- TASK PROMPT -
Print the line that contains "# put a marker on the white cloud" and every line after it through the last line of the records below, exactly as written and nothing else.

- Stored data -
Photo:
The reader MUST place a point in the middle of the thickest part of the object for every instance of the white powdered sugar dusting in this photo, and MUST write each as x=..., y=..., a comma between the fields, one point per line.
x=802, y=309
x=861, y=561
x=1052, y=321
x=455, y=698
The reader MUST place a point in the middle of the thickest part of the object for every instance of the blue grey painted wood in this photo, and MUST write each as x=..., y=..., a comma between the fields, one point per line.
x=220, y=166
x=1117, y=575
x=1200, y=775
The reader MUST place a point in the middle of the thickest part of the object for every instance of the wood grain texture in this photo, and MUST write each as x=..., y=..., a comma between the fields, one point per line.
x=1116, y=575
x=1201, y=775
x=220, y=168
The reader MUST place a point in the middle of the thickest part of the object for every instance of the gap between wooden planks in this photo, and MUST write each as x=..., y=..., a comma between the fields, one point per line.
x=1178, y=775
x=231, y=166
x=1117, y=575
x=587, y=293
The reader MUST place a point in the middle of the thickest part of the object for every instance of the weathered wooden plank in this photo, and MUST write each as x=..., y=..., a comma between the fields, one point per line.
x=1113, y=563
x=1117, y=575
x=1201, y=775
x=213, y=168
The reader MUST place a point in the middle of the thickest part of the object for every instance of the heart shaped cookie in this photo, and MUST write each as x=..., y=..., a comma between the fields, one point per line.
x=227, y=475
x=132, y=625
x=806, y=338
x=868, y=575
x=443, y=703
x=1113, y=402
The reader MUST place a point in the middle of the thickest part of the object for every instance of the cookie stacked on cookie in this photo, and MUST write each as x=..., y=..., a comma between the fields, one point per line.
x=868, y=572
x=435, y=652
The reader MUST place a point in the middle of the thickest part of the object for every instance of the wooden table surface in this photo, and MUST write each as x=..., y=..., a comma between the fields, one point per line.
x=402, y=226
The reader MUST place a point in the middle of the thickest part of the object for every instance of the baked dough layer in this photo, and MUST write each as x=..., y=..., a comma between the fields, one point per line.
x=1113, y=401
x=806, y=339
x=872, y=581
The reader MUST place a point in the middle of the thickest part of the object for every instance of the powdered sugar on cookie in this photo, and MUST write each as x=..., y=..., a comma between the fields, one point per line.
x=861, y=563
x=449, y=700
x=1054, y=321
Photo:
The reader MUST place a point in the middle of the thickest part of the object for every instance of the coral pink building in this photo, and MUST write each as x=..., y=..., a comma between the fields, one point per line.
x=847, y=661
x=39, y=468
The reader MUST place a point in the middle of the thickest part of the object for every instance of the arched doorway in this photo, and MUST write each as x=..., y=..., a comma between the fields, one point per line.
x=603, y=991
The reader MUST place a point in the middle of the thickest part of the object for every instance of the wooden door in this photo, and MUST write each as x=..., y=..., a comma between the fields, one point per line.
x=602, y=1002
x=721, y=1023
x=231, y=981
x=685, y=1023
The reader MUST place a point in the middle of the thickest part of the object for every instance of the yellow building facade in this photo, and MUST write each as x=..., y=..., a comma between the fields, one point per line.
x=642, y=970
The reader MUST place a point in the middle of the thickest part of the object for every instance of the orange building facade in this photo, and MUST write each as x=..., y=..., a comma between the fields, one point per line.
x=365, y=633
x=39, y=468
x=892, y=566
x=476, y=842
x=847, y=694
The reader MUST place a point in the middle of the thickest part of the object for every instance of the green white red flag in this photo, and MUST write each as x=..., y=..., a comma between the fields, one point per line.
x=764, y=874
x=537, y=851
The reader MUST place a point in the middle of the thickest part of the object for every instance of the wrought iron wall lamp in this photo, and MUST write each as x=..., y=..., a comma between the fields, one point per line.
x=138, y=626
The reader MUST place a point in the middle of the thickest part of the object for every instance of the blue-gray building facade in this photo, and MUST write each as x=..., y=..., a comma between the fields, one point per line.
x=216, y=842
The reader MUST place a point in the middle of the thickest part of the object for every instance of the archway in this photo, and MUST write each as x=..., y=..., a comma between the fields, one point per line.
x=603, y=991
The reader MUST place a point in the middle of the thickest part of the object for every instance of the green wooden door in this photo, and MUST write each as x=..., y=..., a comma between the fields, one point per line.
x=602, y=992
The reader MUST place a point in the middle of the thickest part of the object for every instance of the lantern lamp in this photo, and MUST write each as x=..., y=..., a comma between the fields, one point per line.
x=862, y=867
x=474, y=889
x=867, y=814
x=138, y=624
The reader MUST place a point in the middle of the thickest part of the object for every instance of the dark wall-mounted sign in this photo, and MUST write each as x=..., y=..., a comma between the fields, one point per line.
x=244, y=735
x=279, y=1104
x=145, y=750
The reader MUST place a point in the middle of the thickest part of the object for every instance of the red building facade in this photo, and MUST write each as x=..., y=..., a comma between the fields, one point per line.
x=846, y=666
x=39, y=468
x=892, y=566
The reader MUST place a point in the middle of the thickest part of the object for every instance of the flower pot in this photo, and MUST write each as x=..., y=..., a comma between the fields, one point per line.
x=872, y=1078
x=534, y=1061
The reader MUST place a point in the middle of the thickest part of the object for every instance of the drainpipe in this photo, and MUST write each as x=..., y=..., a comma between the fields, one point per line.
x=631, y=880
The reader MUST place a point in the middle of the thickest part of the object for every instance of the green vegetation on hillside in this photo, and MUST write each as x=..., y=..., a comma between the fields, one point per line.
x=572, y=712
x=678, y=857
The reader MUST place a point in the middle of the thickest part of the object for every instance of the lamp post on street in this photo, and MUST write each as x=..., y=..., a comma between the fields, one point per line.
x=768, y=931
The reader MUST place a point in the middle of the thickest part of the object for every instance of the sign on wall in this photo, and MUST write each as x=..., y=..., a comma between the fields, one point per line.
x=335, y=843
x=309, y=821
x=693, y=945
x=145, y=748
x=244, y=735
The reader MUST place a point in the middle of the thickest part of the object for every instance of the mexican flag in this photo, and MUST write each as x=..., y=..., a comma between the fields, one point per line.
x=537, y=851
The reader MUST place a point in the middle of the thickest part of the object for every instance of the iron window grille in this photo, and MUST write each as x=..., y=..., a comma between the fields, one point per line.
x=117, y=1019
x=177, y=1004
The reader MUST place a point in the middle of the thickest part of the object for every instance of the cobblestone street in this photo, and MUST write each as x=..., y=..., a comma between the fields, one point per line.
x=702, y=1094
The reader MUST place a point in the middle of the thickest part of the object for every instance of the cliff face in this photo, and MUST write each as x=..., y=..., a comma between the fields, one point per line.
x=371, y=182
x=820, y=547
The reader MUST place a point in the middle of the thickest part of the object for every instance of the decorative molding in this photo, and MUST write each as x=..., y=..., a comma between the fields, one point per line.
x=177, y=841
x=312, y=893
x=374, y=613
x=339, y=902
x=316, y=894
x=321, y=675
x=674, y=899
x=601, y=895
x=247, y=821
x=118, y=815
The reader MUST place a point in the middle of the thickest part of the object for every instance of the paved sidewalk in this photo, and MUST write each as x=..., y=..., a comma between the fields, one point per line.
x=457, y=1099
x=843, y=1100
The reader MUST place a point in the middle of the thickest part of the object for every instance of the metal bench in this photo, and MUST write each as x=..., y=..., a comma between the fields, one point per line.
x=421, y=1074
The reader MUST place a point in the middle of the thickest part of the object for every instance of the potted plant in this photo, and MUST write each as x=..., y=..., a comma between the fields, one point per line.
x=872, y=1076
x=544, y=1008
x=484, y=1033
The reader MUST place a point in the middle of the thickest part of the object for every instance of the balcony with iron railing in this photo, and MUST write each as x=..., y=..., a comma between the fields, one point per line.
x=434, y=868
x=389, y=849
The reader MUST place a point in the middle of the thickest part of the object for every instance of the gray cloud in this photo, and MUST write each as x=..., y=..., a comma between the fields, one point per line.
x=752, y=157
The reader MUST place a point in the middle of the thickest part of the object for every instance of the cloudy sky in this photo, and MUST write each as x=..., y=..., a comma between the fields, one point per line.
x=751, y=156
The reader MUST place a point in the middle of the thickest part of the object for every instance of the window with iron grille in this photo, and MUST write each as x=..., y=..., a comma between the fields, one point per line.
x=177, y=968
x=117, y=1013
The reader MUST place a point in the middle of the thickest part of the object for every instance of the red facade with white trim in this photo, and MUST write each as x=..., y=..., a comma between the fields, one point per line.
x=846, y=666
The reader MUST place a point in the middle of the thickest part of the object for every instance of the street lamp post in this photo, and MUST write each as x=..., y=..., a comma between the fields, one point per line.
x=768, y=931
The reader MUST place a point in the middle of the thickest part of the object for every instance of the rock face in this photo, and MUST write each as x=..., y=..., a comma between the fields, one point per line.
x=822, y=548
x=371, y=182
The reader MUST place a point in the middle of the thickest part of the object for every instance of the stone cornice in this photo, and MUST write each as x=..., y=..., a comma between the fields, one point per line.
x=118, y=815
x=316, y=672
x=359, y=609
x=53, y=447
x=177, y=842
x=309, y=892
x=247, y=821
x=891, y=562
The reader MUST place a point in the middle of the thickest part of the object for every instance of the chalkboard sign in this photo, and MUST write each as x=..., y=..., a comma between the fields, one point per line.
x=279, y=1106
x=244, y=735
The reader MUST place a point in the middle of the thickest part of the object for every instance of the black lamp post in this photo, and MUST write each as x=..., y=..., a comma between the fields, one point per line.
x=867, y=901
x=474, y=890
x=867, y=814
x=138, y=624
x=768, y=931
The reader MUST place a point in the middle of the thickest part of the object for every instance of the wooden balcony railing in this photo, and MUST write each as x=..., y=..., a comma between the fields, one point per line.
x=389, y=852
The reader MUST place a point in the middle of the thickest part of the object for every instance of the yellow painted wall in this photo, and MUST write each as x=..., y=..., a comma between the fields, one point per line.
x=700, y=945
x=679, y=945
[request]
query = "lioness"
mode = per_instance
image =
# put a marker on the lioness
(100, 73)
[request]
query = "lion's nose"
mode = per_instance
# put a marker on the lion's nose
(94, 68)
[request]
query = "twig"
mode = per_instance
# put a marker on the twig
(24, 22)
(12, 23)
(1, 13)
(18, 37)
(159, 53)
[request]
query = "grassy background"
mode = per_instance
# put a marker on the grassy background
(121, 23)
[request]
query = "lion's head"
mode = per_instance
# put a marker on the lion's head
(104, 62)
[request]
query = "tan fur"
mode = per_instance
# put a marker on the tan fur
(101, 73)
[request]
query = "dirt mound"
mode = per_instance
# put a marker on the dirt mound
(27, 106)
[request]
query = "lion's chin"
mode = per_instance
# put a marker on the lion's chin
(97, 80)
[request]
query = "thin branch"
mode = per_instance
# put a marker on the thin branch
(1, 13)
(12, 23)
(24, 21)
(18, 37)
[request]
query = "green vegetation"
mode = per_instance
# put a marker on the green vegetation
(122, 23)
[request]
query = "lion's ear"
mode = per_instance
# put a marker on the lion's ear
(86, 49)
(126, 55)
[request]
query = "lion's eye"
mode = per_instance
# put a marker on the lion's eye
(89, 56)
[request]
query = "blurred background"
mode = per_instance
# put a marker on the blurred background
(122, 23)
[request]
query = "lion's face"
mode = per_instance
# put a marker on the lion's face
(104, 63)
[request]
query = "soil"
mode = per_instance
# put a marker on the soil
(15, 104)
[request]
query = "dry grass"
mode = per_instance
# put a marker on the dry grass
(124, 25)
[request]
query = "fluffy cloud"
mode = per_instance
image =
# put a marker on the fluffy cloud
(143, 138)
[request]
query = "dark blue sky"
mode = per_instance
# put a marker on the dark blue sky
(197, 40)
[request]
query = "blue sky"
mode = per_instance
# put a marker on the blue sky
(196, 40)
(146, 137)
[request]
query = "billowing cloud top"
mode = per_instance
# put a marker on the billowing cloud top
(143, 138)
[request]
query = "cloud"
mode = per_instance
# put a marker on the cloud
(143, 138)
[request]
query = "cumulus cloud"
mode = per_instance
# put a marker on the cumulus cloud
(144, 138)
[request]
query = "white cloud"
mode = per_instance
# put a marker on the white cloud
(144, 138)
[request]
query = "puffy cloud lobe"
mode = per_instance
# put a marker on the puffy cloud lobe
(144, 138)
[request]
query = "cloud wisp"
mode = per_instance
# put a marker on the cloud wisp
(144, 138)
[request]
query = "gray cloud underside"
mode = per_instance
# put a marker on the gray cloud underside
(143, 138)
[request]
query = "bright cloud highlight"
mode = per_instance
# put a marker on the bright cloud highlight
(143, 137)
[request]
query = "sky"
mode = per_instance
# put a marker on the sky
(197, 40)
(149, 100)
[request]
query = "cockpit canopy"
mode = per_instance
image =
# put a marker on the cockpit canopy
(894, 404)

- TASK RESPONSE -
# put a marker on the white cloud
(144, 138)
[request]
query = "puffy cloud lobe"
mode = per_instance
# put a marker on the puffy cloud lobe
(144, 138)
[request]
query = "cloud wisp"
mode = per_instance
# put a marker on the cloud wisp
(144, 138)
[request]
query = "gray cloud underside"
mode = per_instance
# put a marker on the gray cloud underside
(143, 138)
[request]
query = "bright cloud highlight"
mode = per_instance
# put a marker on the bright cloud highlight
(143, 137)
[request]
query = "sky"
mode = per_instance
# put a marker on the sky
(197, 40)
(149, 100)
[request]
query = "cockpit canopy"
mode = per_instance
image =
# put a marker on the cockpit canopy
(894, 404)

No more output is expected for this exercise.